** START OF Material for the task **
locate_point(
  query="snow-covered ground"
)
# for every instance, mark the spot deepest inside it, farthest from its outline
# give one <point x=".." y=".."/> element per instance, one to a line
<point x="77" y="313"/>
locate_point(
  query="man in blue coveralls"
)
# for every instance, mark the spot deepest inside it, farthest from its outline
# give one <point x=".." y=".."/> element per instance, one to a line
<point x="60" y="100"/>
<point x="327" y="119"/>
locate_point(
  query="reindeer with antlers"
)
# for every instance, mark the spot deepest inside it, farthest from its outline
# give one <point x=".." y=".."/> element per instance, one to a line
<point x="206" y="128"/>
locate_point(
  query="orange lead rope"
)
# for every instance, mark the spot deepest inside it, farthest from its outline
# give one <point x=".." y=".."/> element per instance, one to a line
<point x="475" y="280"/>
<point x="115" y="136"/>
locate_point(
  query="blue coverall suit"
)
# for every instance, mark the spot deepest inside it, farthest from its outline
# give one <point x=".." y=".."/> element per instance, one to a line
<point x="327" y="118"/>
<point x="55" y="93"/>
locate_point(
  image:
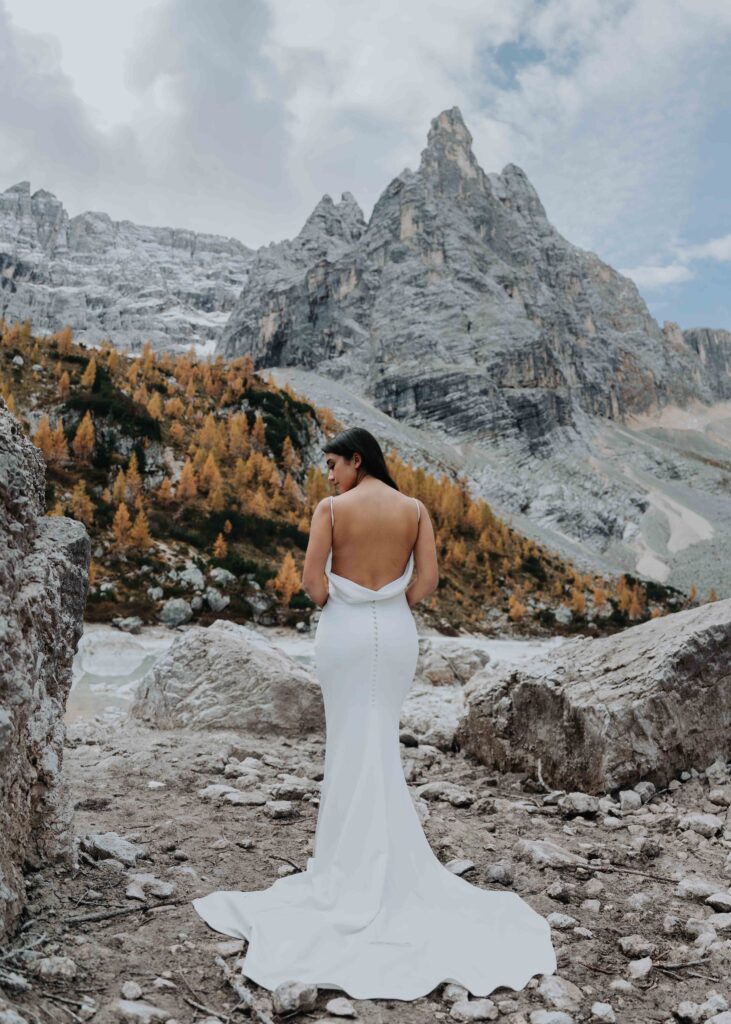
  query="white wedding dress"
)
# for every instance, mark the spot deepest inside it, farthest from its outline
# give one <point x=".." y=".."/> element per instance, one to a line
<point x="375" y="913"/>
** END OF Material for the task **
** START OF Material for the task **
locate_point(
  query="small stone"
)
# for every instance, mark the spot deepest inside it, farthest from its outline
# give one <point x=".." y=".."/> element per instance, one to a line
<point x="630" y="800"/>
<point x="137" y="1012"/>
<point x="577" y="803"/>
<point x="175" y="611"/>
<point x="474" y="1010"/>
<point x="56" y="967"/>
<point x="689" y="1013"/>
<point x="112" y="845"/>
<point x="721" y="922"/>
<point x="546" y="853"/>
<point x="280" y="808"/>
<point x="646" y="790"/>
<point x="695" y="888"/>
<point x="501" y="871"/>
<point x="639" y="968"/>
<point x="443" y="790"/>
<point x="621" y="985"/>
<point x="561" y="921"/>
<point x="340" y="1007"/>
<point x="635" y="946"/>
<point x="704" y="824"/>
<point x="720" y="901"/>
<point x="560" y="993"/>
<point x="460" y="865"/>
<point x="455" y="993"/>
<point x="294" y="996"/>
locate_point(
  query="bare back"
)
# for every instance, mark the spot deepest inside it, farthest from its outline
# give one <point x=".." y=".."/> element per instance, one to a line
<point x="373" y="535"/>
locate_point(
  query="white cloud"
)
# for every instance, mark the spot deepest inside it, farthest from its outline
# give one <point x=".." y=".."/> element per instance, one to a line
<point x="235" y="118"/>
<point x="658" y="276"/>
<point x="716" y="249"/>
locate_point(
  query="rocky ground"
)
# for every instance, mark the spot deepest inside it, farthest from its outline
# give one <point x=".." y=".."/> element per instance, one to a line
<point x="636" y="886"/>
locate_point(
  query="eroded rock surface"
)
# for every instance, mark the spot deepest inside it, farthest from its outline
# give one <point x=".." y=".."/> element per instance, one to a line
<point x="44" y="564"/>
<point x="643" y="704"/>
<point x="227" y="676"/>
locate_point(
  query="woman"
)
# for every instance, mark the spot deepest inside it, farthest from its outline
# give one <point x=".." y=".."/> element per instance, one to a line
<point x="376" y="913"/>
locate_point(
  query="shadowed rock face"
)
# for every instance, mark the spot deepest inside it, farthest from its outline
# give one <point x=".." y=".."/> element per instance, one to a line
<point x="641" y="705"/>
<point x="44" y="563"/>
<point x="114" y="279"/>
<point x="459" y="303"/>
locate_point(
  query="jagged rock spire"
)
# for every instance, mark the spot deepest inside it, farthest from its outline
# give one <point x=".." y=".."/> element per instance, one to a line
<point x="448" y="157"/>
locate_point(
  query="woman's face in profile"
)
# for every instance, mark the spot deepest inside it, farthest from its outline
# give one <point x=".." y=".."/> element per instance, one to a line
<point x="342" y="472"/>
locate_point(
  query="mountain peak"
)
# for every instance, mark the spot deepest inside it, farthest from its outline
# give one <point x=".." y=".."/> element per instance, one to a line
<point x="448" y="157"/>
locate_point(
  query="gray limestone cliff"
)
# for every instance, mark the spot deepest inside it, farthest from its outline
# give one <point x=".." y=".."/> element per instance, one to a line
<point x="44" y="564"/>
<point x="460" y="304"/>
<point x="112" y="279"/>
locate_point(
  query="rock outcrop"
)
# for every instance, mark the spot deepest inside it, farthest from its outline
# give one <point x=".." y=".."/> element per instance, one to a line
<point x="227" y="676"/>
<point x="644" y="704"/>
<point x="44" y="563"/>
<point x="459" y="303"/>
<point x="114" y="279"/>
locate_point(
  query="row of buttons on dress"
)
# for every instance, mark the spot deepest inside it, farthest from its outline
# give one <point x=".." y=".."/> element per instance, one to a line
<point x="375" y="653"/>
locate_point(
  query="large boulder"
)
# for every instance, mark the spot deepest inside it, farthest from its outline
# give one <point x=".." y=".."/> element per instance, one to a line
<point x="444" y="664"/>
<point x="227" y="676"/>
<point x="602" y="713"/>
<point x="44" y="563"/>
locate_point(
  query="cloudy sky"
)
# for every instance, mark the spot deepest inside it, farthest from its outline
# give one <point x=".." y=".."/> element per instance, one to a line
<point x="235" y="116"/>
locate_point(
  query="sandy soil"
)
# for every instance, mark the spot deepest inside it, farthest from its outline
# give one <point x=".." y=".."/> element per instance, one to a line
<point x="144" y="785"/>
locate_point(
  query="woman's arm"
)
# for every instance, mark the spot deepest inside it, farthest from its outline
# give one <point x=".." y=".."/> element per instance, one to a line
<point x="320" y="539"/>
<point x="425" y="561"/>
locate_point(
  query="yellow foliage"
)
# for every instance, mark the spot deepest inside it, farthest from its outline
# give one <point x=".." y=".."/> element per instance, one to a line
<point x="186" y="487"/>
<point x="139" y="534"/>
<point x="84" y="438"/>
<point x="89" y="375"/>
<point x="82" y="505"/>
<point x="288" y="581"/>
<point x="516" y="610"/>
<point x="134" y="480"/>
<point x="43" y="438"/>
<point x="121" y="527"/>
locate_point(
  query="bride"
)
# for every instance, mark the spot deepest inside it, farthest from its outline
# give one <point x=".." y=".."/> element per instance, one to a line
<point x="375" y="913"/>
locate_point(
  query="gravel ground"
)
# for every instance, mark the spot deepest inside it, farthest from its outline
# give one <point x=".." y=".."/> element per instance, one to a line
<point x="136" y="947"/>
** END OF Material for the task **
** START OF Material for the task **
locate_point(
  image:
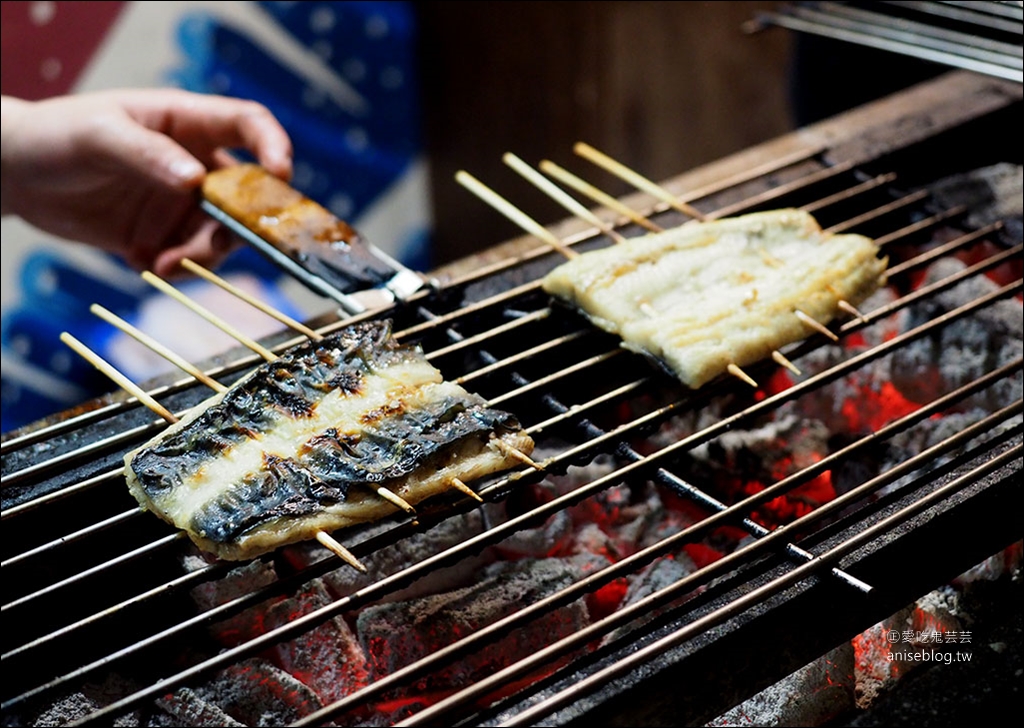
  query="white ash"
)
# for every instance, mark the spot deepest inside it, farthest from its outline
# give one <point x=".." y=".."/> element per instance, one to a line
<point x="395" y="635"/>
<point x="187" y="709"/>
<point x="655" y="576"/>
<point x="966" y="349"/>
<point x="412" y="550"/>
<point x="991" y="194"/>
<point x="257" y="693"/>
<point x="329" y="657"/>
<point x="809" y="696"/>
** END OF Material for the task **
→ **Task statement**
How many lines in the records contain the string "woman"? Reply with only the number.

→ **Correct result**
3